-- Opening Marker --

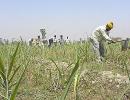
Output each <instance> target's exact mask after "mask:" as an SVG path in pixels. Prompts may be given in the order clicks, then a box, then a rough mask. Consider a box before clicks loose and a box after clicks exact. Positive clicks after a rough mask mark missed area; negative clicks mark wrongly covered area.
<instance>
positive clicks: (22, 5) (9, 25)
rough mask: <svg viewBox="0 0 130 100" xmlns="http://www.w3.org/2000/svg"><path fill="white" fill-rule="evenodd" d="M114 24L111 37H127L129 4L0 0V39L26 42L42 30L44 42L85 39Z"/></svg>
mask: <svg viewBox="0 0 130 100" xmlns="http://www.w3.org/2000/svg"><path fill="white" fill-rule="evenodd" d="M109 21H113V22H114V29H113V30H112V31H111V33H110V35H111V36H114V37H123V38H126V37H130V0H0V38H9V39H11V38H19V37H20V36H21V37H22V38H23V39H24V40H29V39H30V38H31V37H37V35H40V29H41V28H45V29H46V31H47V38H50V37H53V36H54V34H56V35H57V36H59V35H61V34H63V35H64V37H65V36H69V37H70V39H73V40H74V39H76V40H77V39H79V38H87V36H89V35H90V34H91V33H92V31H93V30H94V29H95V28H96V27H98V26H100V25H104V24H106V23H107V22H109Z"/></svg>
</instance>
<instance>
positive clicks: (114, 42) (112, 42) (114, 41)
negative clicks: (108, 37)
mask: <svg viewBox="0 0 130 100" xmlns="http://www.w3.org/2000/svg"><path fill="white" fill-rule="evenodd" d="M111 43H116V41H114V40H111V41H110V42H108V44H111Z"/></svg>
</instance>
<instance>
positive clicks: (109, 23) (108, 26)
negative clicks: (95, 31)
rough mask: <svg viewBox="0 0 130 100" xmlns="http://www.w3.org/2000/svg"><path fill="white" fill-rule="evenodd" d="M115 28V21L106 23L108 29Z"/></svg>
mask: <svg viewBox="0 0 130 100" xmlns="http://www.w3.org/2000/svg"><path fill="white" fill-rule="evenodd" d="M112 28H113V22H109V23H107V24H106V30H107V31H110V30H111V29H112Z"/></svg>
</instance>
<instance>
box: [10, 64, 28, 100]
mask: <svg viewBox="0 0 130 100" xmlns="http://www.w3.org/2000/svg"><path fill="white" fill-rule="evenodd" d="M26 69H27V66H26V67H25V69H24V71H23V73H22V75H21V77H20V78H19V81H18V83H17V84H16V86H15V88H14V90H13V92H12V94H11V97H10V100H15V97H16V94H17V91H18V87H19V85H20V82H21V80H22V77H23V76H24V73H25V71H26Z"/></svg>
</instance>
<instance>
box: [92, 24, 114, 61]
mask: <svg viewBox="0 0 130 100" xmlns="http://www.w3.org/2000/svg"><path fill="white" fill-rule="evenodd" d="M112 28H113V22H109V23H107V24H106V25H103V26H99V27H98V28H96V29H95V30H94V31H93V33H92V36H91V37H90V41H91V43H92V45H93V49H94V52H95V53H96V55H97V58H98V62H102V61H103V60H104V56H105V55H104V50H105V49H104V43H105V42H106V41H109V42H111V43H115V41H113V40H112V39H111V38H110V37H109V32H110V30H111V29H112Z"/></svg>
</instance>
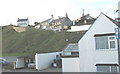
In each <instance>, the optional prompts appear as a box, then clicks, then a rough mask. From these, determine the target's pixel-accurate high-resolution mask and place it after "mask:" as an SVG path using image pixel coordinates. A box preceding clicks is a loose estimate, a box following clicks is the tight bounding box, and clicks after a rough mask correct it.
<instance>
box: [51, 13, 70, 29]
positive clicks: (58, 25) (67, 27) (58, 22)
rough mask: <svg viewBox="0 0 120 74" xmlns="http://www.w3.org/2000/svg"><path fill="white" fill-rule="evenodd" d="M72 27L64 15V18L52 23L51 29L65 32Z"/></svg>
mask: <svg viewBox="0 0 120 74" xmlns="http://www.w3.org/2000/svg"><path fill="white" fill-rule="evenodd" d="M71 25H72V21H71V20H70V19H69V18H68V15H67V13H66V15H65V17H62V18H61V17H59V18H58V19H55V20H53V21H52V24H51V28H52V29H56V30H66V29H69V27H70V26H71Z"/></svg>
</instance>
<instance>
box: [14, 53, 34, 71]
mask: <svg viewBox="0 0 120 74" xmlns="http://www.w3.org/2000/svg"><path fill="white" fill-rule="evenodd" d="M21 68H35V55H30V56H19V57H17V60H16V61H15V62H14V69H21Z"/></svg>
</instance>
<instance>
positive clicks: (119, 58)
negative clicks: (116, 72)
mask: <svg viewBox="0 0 120 74" xmlns="http://www.w3.org/2000/svg"><path fill="white" fill-rule="evenodd" d="M115 36H116V39H117V46H118V67H119V73H120V46H119V45H120V42H119V41H120V29H119V28H115Z"/></svg>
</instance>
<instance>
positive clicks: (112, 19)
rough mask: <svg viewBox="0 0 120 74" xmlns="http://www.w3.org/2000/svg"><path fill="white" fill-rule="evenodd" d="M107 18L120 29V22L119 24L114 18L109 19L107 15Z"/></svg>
mask: <svg viewBox="0 0 120 74" xmlns="http://www.w3.org/2000/svg"><path fill="white" fill-rule="evenodd" d="M102 14H104V13H102ZM104 15H105V14H104ZM105 16H106V17H107V18H108V19H109V20H111V21H112V22H113V23H114V24H115V25H117V26H118V27H119V28H120V22H117V21H116V20H113V19H112V18H110V17H108V16H107V15H105Z"/></svg>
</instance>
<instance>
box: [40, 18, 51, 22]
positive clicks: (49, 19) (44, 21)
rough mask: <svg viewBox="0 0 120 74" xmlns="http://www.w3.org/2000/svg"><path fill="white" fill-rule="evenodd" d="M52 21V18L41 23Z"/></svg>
mask: <svg viewBox="0 0 120 74" xmlns="http://www.w3.org/2000/svg"><path fill="white" fill-rule="evenodd" d="M50 20H51V18H49V19H47V20H45V21H42V22H41V23H45V22H49V21H50Z"/></svg>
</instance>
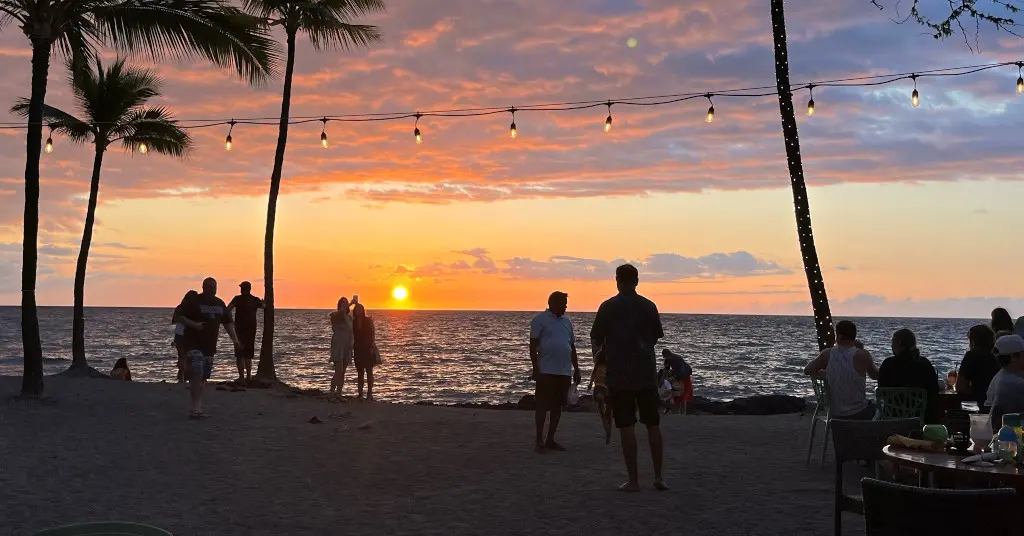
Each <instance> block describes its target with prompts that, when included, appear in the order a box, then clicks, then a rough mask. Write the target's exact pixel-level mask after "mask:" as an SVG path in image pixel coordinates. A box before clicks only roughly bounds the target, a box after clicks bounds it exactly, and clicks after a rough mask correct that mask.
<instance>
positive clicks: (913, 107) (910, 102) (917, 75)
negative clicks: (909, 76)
mask: <svg viewBox="0 0 1024 536" xmlns="http://www.w3.org/2000/svg"><path fill="white" fill-rule="evenodd" d="M910 80H913V92H912V93H910V104H911V105H913V108H918V107H919V106H921V94H920V93H918V75H910Z"/></svg>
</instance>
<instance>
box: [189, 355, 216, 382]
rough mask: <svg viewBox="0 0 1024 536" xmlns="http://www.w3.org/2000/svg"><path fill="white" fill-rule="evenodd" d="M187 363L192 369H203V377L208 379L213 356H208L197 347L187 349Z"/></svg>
mask: <svg viewBox="0 0 1024 536" xmlns="http://www.w3.org/2000/svg"><path fill="white" fill-rule="evenodd" d="M188 363H189V364H190V365H191V370H193V371H199V370H202V371H203V379H210V376H211V375H212V374H213V358H208V357H206V356H204V355H203V353H202V352H200V351H198V349H190V351H188Z"/></svg>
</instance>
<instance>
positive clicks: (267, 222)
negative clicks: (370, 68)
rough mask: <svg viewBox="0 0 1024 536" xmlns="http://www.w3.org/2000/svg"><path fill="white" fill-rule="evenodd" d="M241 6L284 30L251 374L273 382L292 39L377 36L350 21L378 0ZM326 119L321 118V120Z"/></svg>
mask: <svg viewBox="0 0 1024 536" xmlns="http://www.w3.org/2000/svg"><path fill="white" fill-rule="evenodd" d="M243 4H244V8H245V10H246V11H248V12H249V13H251V14H253V15H254V16H256V17H257V18H259V19H260V20H262V22H264V24H266V25H267V26H268V27H278V26H280V27H282V28H283V29H284V30H285V38H286V42H287V55H286V63H285V89H284V93H283V95H282V99H281V126H280V127H279V131H278V151H276V152H275V153H274V155H273V171H271V172H270V195H269V199H268V200H267V208H266V235H265V237H264V242H263V284H264V285H265V290H264V295H263V302H264V307H265V308H264V310H263V340H262V344H261V346H260V353H259V367H258V368H257V369H256V378H257V379H260V380H263V381H268V382H269V381H275V380H276V379H278V374H276V372H275V371H274V368H273V311H274V308H273V225H274V221H275V220H276V215H278V195H279V193H280V191H281V174H282V169H283V168H284V165H285V147H286V146H287V145H288V118H289V110H290V109H291V106H292V75H293V73H294V72H295V39H296V37H297V36H298V34H299V33H300V32H301V33H303V34H305V35H306V37H307V38H308V39H309V43H310V44H312V45H313V48H315V49H317V50H322V49H325V48H336V49H342V50H348V49H351V48H355V47H365V46H369V45H371V44H373V43H378V42H380V41H381V39H382V38H381V33H380V30H379V29H378V28H377V27H375V26H369V25H354V24H351V23H350V20H353V19H355V18H357V17H359V16H361V15H365V14H368V13H372V12H377V11H383V10H384V2H383V0H244V1H243ZM325 124H326V123H325Z"/></svg>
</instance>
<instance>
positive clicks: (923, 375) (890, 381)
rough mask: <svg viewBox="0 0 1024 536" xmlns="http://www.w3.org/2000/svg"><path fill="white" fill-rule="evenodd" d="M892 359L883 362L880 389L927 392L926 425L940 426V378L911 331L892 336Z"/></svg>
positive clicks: (880, 372)
mask: <svg viewBox="0 0 1024 536" xmlns="http://www.w3.org/2000/svg"><path fill="white" fill-rule="evenodd" d="M892 344H893V357H891V358H889V359H887V360H885V361H883V362H882V366H881V367H879V386H880V387H908V388H919V389H925V393H927V394H928V410H927V411H926V413H925V422H926V423H929V424H934V423H938V422H939V420H940V417H941V416H940V415H939V414H938V413H939V407H938V400H937V397H938V396H939V375H938V373H936V372H935V367H934V366H933V365H932V362H931V361H928V358H926V357H924V356H922V355H921V351H919V349H918V337H916V336H915V335H914V334H913V332H912V331H910V330H908V329H905V328H904V329H901V330H897V331H896V333H893V341H892Z"/></svg>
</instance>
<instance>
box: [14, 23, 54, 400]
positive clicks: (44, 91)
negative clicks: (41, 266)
mask: <svg viewBox="0 0 1024 536" xmlns="http://www.w3.org/2000/svg"><path fill="white" fill-rule="evenodd" d="M52 46H53V43H52V42H50V41H46V40H38V39H33V40H32V97H31V99H30V101H29V125H28V126H29V128H28V136H27V139H26V155H27V156H26V159H25V160H26V162H25V222H24V225H25V228H24V229H25V231H24V233H25V237H24V238H23V240H22V345H23V346H24V348H25V373H24V375H23V377H22V395H23V396H33V397H38V396H42V394H43V344H42V341H41V340H40V337H39V312H38V311H37V310H36V267H37V263H38V261H39V244H38V241H39V157H40V152H41V149H42V147H41V146H42V140H43V102H44V100H45V99H46V77H47V75H48V74H49V70H50V48H51V47H52Z"/></svg>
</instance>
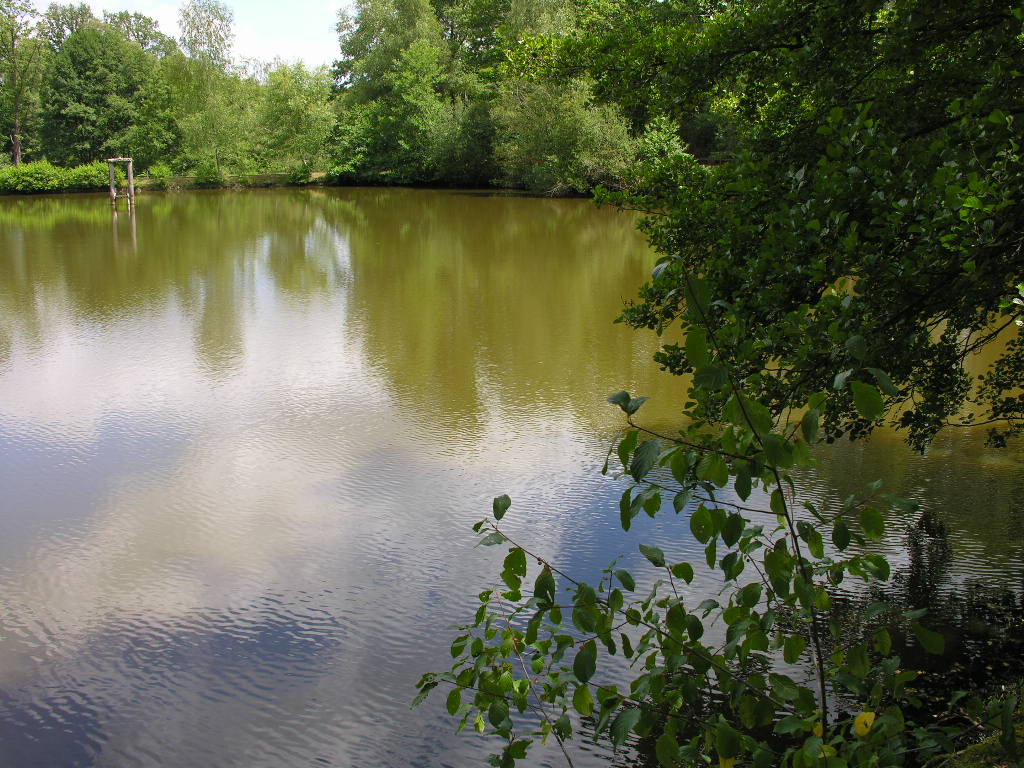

-- Closing Marker --

_What you need to do_. List each line of the material that contains the word "order".

_Result_.
Output each <instance> target's exact mask after "mask:" as an SVG path in pixels. Prompts may be given in the order clicks, then a box, then a rough mask. Consider a box before clicks loose and a box after clicks exact. Positive clicks after a rough mask mark missed area; negative clicks mark wrongly covered area.
Each <instance> block describes its target with prompts that, when included, appear in the order a box, then clicks, then a rough mask. Write the target's exact pixel-level mask after "mask:" as an SVG path in image pixel coordinates. A box before clicks only roughly bounds the target, a box after clicks bounds it exactly, and clicks after a rough mask correct that mask.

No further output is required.